What is required:
Copy out every row below, replacing "Tag one per instance" with "Mark one per instance" each time it appears and leaving everything else unchanged.

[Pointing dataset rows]
■ ■ ■ ■

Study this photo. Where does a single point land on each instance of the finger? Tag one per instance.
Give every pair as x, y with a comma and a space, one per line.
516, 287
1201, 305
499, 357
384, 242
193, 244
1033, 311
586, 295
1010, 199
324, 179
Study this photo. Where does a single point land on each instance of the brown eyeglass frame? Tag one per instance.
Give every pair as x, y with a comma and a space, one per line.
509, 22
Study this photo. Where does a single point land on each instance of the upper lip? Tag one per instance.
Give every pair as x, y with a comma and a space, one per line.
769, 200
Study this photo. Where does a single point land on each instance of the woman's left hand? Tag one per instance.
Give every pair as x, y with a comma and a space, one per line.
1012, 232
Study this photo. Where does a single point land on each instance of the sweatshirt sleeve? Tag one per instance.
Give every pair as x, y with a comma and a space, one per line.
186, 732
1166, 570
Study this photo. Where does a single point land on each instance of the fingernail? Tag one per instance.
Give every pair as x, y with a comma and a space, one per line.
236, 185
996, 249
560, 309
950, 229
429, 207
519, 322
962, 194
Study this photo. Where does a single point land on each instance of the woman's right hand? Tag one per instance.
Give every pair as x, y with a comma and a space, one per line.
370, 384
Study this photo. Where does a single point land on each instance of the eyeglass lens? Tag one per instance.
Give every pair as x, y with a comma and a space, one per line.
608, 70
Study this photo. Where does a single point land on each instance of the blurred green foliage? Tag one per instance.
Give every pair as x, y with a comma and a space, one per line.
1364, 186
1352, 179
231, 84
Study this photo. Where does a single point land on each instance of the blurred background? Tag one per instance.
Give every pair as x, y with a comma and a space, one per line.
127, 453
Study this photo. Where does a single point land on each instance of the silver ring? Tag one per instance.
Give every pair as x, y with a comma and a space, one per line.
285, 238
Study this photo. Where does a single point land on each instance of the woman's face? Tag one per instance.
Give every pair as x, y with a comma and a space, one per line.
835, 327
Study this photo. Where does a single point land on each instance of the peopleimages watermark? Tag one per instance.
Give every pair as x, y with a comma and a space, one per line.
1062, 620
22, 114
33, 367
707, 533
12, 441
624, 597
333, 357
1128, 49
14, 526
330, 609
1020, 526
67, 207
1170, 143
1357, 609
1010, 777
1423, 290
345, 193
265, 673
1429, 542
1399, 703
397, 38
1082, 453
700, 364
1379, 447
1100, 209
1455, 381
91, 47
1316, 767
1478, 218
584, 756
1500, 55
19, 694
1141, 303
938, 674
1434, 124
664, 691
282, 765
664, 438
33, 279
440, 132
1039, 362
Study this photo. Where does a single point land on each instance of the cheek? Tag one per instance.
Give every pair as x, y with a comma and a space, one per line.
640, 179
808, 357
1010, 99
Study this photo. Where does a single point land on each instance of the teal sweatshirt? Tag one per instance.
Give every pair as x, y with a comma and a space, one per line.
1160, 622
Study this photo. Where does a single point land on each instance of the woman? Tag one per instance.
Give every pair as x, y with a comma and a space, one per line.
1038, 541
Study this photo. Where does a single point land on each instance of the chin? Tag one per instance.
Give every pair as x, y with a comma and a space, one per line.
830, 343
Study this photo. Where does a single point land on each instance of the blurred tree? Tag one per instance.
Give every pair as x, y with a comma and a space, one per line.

■ ■ ■ ■

Reply:
Study this photo. Where does a single point land on each instance of the finger? Mark one per instance.
Give every pair as x, y with a comma and a space, one per line.
516, 287
1201, 305
499, 357
384, 242
193, 244
1033, 311
586, 295
1010, 199
324, 179
Study this photo. Where does a single point land on each instance of the brown eyeglass frame? Mark one per instance.
Give every pair as x, y with a comma and a space, one per line.
509, 22
Study this photo. Where does a single point land on each instance of the upper lip? Mark one per instance.
Give every pair as x, y with a comma and a space, one per line.
769, 200
Study this photo. Where does a single point land on each instance of the woman's left hand? Mark one per instance.
Give every pair as x, y with a comma and a space, one per line.
1012, 232
Study this photo. Where does a single point land on each instance of the sweatshirt sleeve? Mark one per instance.
Give every pair as x, y with a comma and a space, one per line.
186, 732
1166, 570
Study this photo. Where does a single point land on each instance of the fingernail? Mark one per instance.
Give every pair as x, y with a comma and a space, one per line.
236, 185
996, 249
560, 309
950, 229
429, 207
519, 322
962, 194
Study this photo. Where does a single point land on each instance of the woman's right hand? Mark one per instance.
Give every pair as x, y with a comma and a space, one per line.
370, 384
Study this photo. Where does a single point land on each instance of the eyeglass lens? Mark one per instance.
Give every pair as x, y with a comma and a space, one per line.
608, 70
Study this photo. Where does a single point land on each instance of the blurred green foliage? Mark one per instance.
Give every pair as x, y with a comma and a space, one per line.
1364, 186
1352, 179
231, 84
Study this photo. Where does a single point land on each instance of the blurred background? Mark one per instance.
Give every pair as x, y with a comma and a space, one per line.
127, 453
Study this photo. Where does a single point land on each instance of the silver ring? Mark one per instance.
Give every pair as x, y with a comma and a space, one per line.
285, 238
Study this photo. Where does a single point land on each instance of the woman's face? Mark one per instance.
Give every pair as x, y with a comma and a space, one per line.
835, 327
Study this photo. Where does a single point land on each instance of the peopleimages watermark? Mark one per instance.
Give every pair as x, y with a comma and a space, one per line.
1062, 620
22, 114
33, 367
707, 533
12, 441
624, 597
333, 357
1128, 49
14, 526
330, 609
1020, 526
67, 207
1170, 143
1357, 609
1010, 777
1423, 290
345, 193
265, 673
1429, 542
1399, 703
397, 38
1082, 453
700, 364
1379, 447
1100, 209
1455, 381
91, 47
1316, 767
1478, 218
584, 756
1500, 55
19, 694
1141, 303
938, 674
1434, 124
664, 691
282, 765
664, 438
33, 279
440, 132
1039, 362
Study this photo. Where does a single point land on each instance of the cheek? Mark one per instance.
Give every pair as x, y with a comma and a space, one per line.
640, 179
808, 357
1010, 99
Study this photo. Where does a single point land on each instance of the teal sweatshirt? Mark one per instance.
Give every pair as x, y with a comma and a space, one per line.
1160, 622
Study this photo. Where does a single point land on each instance of the woman? Mark one per instance.
Give every pair as x, y with a comma and a space, one per line.
1038, 541
Study this photo. Where does a single point land on each instance of the chin? Mark one per instance.
Give every pair as x, y with a comma and a space, one per line.
830, 343
Study this photo. Where does a single point land on each instance of the blurred tree? Mark one per instance.
Give every pair as x, y with a comma and a space, one per line.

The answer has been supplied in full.